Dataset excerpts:
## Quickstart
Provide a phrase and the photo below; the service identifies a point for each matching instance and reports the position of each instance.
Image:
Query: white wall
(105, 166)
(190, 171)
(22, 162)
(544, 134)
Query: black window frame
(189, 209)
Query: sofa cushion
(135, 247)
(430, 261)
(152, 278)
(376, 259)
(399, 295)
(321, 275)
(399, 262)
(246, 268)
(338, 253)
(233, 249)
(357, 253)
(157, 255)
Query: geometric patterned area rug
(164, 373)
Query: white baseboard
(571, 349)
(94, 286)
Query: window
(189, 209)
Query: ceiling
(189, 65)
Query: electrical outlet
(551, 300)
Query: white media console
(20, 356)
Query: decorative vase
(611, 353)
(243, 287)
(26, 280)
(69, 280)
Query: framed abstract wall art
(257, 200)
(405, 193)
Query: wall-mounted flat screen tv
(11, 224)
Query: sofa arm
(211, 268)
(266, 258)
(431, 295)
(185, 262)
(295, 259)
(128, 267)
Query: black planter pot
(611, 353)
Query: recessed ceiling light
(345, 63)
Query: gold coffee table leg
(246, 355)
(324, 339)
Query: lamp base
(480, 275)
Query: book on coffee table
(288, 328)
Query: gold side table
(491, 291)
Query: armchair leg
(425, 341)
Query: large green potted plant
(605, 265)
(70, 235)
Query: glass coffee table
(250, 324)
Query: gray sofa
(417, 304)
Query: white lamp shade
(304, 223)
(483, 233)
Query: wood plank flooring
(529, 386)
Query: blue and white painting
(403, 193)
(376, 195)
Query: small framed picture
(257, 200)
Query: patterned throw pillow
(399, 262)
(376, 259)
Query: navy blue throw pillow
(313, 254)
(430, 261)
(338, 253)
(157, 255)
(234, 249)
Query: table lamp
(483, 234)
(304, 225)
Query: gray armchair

Assignment: Could you output all of the records above exactly as given?

Written answer:
## Quickstart
Provide a phrase and the photo below; the service identifies a point for each matching instance and reports the position of each instance.
Image:
Query: white wall
(105, 166)
(190, 171)
(22, 162)
(544, 134)
Query: black window frame
(189, 209)
Query: sofa cushion
(135, 247)
(430, 261)
(152, 278)
(376, 259)
(399, 295)
(321, 275)
(399, 262)
(246, 268)
(338, 253)
(233, 249)
(357, 253)
(157, 255)
Query: geometric patterned area rug
(164, 373)
Query: white baseboard
(571, 349)
(94, 286)
Query: window
(189, 209)
Query: ceiling
(189, 65)
Query: electrical outlet
(551, 300)
Query: white media console
(20, 356)
Query: decorative vase
(611, 353)
(243, 287)
(26, 280)
(69, 280)
Query: framed abstract wall art
(257, 200)
(405, 193)
Query: wall-mounted flat screen tv
(11, 224)
Query: sofa arm
(211, 268)
(266, 258)
(431, 295)
(185, 262)
(295, 259)
(128, 267)
Query: black planter pot
(611, 353)
Query: recessed ceiling light
(345, 63)
Query: gold coffee table leg
(246, 355)
(324, 339)
Query: lamp base
(480, 275)
Query: book on coffee table
(288, 328)
Query: gold side table
(491, 291)
Query: armchair leg
(425, 341)
Query: large green potted plant
(605, 265)
(70, 235)
Query: glass coffee table
(250, 324)
Query: gray sofa
(417, 304)
Query: white lamp shade
(304, 223)
(483, 233)
Query: wood plank flooring
(529, 386)
Query: blue and white painting
(403, 193)
(376, 195)
Query: small framed picture
(257, 200)
Query: patterned throw pillow
(399, 262)
(376, 259)
Query: navy blue throw pillow
(313, 254)
(430, 261)
(338, 253)
(157, 255)
(234, 249)
Query: table lamp
(483, 234)
(304, 225)
Query: gray armchair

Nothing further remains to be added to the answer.